Goals:
**a.** From the system design page, write out everything from "Primary key partitions" down to "you to modify...".
**b.** Answer these questions using the system design page:
(i) Under the performance requirement, how long should a transaction take?
(ii) Which database is named as a good choice for the User and transaction databases?
(iii) What is the primary key of the Fraud Analysis schema?

Page excerpt:
%%

System requirements


Functional:

List functional requirements for the system (Ask the chat bot for hints if stuck.)...

  1. Users can send and receive payments electronically
  2. Allows for account management
  3. Allows fund transfers and payment processing
  4. Has fraud detection
  5. has buyer and seller protection
  6. supports multi currency transactions


Non-Functional:

List non-functional requirements for the system...

  1. Scalability- application should scale in and out and be deploy-able globally
  2. Availability- application should be highly available with minimal downtime
  3. Reliability- application should be highly reliable for transactions avoiding data corruption and making sure transactions are routed properly
  4. Security- financial data should be highly protected, with protection against scammers and illegal transactions
  5. Performance- transactions should take <5 seconds and account editing should take <1 second


Capacity estimation


User and Session Scale

  • Let's say 200 users a second for transactions, 100 for changing account details,

Data Volume

  • ~5GB storage for user accounts
  • ~5GB for transaction history per day, this should be analyzed real time for fraud detection




API design

Define what APIs are expected from the system...

This API calls will be

  • completeTransaction(payee_id, payer_id, transaction_time, transaction_amount)- generates a transaction_id storing it in the database, updating the cache, and sending the transaction to Kafka
  • createAccount(username, name, email, account status)- generates a user_id at store the account in database as well as updates the cache
  • updateAccount(user_id, thing being changed)- could use method overloading i.e. compile time polymorphism to have multiple API calls with the user_id and the thing being changed so only that needs to be updated
  • viewAccountTransactions(user_id, date_range_start, date_range_end)- returns a list of transactions for the user in a given data range
  • deleteAccount(user_id) - removes the account from the system
  • viewAccount(user_id)- returns account details and settings from cache or database

All work with REST communication because the simple synchronous request response nature is well suited in addition being stateless makes it easier to scale


Database design

Defining the system data model early on will clarify how data will flow among different components of the system. Also you could draw an ER diagram using the diagramming tool to enhance your design...


Data model- structured data in relational databases for users and transactions to ensure and maintain ACID properties of financial data and less structured key value pairs for Fraud analysis data or logging data


Schema


User

  • Title USER DATA
  • primary key - user_id
  • fields- username, name, email, account status

Transaction

  • Title - TRANSACTION DATA
  • primary key transaction_id
  • field- user_id, transaction_amount, transaction_time, payee_id, payer_id, transaction status

Fraud Analysis

  • Title- ANALYSIS_DATA
  • primary key- analysis_id
  • fields- transaction_id, risk_score, analysis details

Logging

  • Title ALERT_LOG
  • primary key- alert_id
  • fields- user_id, transaction_id, timestamp, type_id


Primary key partitions by most frequently accessed key, can do sharding to distribute databases by having instance handle a discrete range of ids. Amazon Aurora PostgreSQL would be a good choice for the User and transaction databases, and AWS DocumentDB with MongoDB for the non-relational databases. These will work with a caching layer, something like Elasticache or Redis to reduce read operations


High-level design

You should identify enough components that are needed to solve the actual problem from end to end. Also remember to draw a block diagram using the diagramming tool to augment your design. If you are unfamiliar with the tool, you can simply describe your design to the chat bot and ask it to generate a starter diagram for you to modify...

%%

Dataset extract:
%%

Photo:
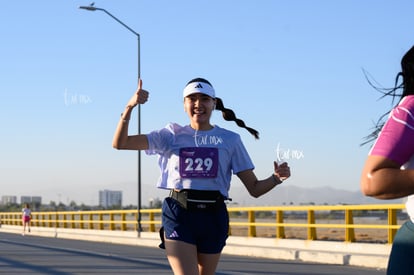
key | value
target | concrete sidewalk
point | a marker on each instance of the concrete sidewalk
(354, 254)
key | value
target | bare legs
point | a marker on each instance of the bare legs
(185, 260)
(26, 223)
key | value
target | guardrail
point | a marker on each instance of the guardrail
(277, 218)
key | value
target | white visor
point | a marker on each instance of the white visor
(199, 87)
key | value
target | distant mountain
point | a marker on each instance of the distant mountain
(290, 194)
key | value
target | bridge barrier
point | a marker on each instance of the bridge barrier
(120, 226)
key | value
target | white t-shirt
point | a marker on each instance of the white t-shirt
(201, 160)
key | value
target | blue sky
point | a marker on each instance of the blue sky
(290, 69)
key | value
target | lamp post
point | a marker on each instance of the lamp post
(92, 8)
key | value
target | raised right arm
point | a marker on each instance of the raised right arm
(121, 139)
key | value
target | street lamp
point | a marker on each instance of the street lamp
(92, 8)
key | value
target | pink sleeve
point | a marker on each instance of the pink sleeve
(396, 140)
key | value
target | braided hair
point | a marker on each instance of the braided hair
(228, 114)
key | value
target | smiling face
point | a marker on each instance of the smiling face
(198, 107)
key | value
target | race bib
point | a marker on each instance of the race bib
(198, 162)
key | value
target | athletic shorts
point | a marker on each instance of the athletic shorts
(207, 230)
(402, 253)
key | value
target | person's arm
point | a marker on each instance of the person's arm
(256, 187)
(382, 178)
(121, 139)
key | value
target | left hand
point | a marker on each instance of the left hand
(282, 171)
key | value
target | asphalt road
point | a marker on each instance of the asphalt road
(39, 255)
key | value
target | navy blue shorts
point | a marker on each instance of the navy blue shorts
(402, 253)
(207, 230)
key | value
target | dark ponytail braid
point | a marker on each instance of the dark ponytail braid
(229, 115)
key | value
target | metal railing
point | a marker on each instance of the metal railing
(277, 219)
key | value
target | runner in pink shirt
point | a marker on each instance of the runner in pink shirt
(388, 172)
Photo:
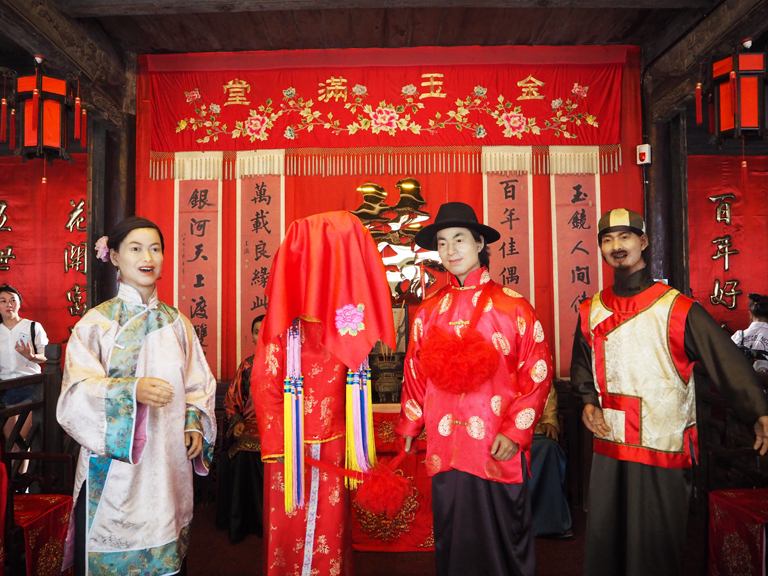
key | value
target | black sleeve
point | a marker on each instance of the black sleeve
(582, 379)
(726, 366)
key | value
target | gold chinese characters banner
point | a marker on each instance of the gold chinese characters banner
(354, 101)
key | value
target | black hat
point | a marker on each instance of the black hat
(455, 215)
(620, 220)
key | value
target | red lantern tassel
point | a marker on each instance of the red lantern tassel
(35, 108)
(12, 138)
(77, 117)
(84, 129)
(3, 118)
(699, 112)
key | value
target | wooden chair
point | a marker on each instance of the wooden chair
(40, 478)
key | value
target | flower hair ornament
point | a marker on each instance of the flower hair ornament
(102, 250)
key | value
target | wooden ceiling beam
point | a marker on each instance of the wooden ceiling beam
(40, 28)
(677, 70)
(102, 8)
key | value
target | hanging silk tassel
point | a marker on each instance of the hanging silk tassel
(84, 130)
(293, 422)
(360, 446)
(12, 131)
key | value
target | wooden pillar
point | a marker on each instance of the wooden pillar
(680, 251)
(657, 201)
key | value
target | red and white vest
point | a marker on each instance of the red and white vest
(643, 376)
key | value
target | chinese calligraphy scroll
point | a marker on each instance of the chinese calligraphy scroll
(728, 232)
(578, 271)
(260, 227)
(197, 279)
(509, 209)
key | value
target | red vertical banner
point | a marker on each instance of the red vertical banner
(577, 266)
(508, 208)
(197, 282)
(260, 228)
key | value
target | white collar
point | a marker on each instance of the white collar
(130, 295)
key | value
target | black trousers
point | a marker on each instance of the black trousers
(240, 506)
(637, 519)
(482, 528)
(80, 536)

%%

Answers to the exercises:
**a.**
Primary key partitions by most frequently accessed key, can do sharding to distribute databases by having instance handle a discrete range of ids. Amazon Aurora PostgreSQL would be a good choice for the User and transaction databases, and AWS DocumentDB with MongoDB for the non-relational databases. These will work with a caching layer, something like Elasticache or Redis to reduce read operations


High-level design

You should identify enough components that are needed to solve the actual problem from end to end. Also remember to draw a block diagram using the diagramming tool to augment your design. If you are unfamiliar with the tool, you can simply describe your design to the chat bot and ask it to generate a starter diagram for you to modify...

**b.**
(i) Less than 5 seconds.
(ii) Amazon Aurora PostgreSQL.
(iii) analysis_id.